Task instructions => In the stored data below, copy out the lines starting at the one containing "Where can you find the fallen" and ending at the one containing "<point>1022,444</point>", both included, exactly as they appear.

━━━━━ Provided records ━━━━━

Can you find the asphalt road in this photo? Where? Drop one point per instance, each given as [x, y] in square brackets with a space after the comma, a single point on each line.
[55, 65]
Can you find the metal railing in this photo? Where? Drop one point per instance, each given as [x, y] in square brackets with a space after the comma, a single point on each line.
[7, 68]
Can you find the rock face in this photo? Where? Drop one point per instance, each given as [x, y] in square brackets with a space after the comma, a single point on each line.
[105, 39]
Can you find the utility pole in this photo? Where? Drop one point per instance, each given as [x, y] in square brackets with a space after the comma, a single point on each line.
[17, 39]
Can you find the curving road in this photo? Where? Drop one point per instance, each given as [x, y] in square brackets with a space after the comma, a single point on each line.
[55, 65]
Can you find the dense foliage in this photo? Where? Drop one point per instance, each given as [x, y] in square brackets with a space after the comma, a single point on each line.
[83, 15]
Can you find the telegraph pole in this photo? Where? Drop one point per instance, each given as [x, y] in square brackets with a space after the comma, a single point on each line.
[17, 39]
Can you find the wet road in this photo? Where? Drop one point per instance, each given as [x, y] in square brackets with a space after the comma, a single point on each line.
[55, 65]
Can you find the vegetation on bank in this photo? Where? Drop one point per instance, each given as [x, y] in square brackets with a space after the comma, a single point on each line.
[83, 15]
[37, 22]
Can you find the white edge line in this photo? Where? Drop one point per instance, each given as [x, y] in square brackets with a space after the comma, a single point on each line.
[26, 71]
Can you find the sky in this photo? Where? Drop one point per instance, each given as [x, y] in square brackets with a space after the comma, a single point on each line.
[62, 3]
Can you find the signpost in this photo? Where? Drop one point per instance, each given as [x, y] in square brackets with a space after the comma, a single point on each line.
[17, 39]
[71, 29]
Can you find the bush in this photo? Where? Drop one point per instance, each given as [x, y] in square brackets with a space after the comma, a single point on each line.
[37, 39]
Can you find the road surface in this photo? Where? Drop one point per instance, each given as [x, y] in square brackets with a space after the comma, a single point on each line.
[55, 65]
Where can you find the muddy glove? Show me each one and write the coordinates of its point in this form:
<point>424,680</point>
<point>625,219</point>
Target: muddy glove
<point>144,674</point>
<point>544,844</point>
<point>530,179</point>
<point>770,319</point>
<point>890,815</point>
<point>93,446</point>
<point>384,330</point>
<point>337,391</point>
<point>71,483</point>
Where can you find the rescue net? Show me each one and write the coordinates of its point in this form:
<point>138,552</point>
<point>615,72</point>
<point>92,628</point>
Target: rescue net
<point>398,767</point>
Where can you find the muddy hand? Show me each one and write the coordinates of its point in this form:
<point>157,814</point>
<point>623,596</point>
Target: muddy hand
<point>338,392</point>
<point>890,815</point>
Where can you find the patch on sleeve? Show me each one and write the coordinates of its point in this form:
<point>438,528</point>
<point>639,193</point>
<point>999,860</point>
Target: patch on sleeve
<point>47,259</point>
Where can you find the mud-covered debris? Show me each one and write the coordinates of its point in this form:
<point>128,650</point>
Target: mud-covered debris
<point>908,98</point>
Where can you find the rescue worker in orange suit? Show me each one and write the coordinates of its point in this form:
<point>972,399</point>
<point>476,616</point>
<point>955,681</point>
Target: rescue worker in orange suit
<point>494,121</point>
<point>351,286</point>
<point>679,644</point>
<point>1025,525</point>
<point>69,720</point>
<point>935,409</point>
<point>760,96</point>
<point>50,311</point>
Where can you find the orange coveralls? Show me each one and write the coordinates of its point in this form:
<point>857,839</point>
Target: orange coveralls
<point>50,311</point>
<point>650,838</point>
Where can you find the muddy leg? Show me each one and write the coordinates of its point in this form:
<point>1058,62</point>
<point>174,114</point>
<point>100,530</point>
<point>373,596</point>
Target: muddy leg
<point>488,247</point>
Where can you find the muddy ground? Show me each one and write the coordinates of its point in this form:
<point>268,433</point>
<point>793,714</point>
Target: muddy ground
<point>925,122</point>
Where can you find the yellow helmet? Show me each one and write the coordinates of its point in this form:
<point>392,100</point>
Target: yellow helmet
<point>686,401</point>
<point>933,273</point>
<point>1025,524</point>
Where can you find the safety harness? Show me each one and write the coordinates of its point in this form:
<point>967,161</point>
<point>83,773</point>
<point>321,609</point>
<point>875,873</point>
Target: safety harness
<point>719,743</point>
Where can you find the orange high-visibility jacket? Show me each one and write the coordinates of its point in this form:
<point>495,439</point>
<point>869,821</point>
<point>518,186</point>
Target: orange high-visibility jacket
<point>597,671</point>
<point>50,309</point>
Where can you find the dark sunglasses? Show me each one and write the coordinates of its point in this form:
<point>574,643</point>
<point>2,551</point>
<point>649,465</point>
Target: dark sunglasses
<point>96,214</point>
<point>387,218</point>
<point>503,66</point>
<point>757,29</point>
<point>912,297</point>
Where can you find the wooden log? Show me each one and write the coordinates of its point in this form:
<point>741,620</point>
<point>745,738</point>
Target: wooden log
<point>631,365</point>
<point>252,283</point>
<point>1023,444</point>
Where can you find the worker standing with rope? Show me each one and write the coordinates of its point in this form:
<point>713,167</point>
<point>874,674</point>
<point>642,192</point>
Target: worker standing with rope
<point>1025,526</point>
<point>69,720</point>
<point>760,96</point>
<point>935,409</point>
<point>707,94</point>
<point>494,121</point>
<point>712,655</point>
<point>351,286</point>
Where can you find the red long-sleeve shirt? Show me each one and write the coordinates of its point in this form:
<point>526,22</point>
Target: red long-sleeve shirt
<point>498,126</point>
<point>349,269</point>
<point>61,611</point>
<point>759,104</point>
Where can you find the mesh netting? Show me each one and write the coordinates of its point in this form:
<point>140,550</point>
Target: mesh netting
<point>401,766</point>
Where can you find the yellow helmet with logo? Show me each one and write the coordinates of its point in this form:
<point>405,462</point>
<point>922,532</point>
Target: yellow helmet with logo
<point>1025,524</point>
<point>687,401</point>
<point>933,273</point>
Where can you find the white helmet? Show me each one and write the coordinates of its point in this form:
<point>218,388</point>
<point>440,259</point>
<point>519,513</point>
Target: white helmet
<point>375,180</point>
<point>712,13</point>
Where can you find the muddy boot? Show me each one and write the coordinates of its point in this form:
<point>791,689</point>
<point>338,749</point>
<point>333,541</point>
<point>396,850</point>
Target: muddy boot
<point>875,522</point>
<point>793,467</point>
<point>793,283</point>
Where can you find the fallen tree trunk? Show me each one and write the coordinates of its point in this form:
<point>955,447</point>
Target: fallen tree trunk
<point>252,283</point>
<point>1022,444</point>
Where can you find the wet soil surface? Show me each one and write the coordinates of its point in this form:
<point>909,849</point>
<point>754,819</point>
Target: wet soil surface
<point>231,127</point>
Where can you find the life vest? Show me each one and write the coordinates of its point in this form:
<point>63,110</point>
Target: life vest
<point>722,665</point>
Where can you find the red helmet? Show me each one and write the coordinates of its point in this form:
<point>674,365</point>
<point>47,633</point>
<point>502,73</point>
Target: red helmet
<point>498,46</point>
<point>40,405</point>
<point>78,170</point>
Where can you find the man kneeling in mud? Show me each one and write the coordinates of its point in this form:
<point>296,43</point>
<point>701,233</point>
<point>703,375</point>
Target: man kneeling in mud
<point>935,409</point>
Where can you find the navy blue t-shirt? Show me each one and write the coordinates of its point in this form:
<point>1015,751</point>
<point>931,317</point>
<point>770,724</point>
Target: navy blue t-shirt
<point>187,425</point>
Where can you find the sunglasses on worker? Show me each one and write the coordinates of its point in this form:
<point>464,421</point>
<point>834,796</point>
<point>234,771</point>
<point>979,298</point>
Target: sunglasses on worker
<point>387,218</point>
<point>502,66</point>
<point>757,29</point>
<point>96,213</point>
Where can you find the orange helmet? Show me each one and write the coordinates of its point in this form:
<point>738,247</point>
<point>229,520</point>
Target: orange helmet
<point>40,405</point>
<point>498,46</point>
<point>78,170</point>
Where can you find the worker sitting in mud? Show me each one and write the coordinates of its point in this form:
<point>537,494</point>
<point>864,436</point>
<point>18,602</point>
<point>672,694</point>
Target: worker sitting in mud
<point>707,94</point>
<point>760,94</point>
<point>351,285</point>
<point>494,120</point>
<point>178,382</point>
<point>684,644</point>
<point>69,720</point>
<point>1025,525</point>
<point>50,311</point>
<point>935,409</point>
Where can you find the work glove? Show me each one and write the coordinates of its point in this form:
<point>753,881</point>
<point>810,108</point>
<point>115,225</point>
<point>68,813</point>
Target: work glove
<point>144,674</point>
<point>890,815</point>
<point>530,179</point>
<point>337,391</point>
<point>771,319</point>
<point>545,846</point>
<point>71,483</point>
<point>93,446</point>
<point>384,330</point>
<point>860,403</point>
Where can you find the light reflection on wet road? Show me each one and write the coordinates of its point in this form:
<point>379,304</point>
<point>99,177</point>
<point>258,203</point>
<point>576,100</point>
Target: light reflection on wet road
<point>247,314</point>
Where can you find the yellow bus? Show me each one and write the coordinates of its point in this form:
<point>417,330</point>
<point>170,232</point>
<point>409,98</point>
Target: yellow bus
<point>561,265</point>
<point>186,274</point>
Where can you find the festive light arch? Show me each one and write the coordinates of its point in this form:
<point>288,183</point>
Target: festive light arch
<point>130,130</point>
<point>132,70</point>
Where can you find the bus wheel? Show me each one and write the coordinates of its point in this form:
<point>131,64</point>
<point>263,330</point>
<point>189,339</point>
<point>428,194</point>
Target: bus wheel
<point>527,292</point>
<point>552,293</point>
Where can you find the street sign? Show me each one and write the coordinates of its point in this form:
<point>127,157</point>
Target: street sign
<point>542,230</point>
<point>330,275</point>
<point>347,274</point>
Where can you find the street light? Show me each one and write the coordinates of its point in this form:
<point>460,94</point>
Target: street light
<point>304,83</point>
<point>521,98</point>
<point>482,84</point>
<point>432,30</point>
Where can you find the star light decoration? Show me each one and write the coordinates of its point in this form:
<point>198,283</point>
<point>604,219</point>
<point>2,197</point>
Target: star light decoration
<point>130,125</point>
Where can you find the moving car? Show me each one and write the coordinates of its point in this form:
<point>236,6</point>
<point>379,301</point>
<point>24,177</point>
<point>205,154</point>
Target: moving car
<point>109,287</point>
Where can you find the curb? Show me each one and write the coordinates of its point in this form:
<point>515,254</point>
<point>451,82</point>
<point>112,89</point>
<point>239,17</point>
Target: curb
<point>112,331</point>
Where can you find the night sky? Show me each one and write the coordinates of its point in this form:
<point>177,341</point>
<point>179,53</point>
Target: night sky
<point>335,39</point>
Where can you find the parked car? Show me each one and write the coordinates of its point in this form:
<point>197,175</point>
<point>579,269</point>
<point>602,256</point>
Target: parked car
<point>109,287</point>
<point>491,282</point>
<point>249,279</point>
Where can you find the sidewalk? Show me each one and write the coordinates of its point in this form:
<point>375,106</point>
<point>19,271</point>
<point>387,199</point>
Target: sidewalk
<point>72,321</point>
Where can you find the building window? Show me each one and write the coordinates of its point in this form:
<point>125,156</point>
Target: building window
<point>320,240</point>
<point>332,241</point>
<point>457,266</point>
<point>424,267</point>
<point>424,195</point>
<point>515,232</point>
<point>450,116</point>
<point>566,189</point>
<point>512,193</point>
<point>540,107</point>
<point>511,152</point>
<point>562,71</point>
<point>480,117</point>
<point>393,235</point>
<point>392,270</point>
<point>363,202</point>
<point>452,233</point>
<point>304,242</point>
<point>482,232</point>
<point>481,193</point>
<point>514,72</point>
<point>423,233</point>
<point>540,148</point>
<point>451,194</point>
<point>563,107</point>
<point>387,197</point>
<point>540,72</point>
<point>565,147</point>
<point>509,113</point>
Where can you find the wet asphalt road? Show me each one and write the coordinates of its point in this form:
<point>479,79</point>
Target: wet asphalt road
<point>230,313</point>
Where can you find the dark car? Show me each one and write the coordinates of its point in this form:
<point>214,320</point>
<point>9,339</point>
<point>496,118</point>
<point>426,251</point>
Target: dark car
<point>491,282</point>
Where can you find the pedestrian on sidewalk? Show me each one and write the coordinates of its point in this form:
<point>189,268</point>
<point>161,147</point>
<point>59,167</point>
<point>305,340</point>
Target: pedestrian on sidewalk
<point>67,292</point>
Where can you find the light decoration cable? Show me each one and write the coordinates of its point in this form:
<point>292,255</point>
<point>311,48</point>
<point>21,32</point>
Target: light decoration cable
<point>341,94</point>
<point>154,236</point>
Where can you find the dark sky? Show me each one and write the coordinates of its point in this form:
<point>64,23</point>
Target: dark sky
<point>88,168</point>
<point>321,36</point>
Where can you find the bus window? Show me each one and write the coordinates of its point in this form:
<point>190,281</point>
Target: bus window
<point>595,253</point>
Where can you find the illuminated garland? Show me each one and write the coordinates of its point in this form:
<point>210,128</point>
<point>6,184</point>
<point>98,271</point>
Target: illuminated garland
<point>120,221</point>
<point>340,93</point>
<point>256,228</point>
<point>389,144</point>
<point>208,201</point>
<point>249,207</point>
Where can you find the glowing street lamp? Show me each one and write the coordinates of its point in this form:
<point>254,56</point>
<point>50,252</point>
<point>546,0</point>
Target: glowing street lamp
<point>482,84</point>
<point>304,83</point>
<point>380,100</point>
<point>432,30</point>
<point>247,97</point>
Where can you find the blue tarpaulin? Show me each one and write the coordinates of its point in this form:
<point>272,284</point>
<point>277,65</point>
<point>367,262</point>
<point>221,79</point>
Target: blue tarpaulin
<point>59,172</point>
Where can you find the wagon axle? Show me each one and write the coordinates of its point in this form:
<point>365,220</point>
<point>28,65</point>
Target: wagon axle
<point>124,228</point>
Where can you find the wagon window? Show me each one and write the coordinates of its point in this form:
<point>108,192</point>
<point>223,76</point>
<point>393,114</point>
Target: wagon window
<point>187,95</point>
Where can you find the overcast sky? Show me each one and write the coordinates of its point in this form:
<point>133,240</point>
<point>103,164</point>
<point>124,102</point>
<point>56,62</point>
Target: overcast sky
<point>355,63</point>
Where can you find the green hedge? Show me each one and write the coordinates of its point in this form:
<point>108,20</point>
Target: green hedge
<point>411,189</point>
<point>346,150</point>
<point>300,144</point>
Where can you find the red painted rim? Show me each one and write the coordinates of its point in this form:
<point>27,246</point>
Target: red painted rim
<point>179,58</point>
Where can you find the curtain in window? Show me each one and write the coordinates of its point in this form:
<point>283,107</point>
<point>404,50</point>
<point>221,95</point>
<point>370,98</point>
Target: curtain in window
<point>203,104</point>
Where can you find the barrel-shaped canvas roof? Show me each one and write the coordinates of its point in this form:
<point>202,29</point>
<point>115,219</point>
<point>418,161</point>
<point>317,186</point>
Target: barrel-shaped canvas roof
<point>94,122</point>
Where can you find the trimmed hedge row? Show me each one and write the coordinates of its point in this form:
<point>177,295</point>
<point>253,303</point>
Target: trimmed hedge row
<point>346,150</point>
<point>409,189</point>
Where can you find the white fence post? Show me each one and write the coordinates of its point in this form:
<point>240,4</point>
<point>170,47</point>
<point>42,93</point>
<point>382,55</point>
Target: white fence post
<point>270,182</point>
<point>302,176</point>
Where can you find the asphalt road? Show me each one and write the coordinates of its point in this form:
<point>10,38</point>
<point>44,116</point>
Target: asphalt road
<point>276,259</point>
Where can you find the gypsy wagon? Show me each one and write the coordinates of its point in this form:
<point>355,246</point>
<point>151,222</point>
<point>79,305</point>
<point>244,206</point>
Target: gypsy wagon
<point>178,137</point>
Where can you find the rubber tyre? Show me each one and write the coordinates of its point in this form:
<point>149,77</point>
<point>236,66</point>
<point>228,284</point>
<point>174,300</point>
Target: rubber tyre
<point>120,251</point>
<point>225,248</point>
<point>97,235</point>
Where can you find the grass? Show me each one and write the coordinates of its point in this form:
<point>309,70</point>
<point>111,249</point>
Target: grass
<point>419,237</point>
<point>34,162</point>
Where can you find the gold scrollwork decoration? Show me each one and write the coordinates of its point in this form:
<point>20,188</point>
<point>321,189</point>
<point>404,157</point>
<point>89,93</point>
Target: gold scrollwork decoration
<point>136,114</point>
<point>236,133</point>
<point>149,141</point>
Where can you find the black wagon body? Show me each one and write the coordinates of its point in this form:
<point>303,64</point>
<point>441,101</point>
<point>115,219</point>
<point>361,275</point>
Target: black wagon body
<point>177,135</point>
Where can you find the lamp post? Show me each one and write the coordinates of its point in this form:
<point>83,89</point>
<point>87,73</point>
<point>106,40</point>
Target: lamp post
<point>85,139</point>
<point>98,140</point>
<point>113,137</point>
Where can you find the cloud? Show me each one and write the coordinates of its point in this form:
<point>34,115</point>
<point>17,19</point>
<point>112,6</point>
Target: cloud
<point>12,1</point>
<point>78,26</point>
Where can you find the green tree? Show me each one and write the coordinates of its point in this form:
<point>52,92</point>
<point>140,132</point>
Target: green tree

━━━━━

Finished task =>
Where can you find the fallen tree trunk? Show me each one and write the coordinates of its point in this form:
<point>955,447</point>
Target: fallen tree trunk
<point>252,283</point>
<point>1022,444</point>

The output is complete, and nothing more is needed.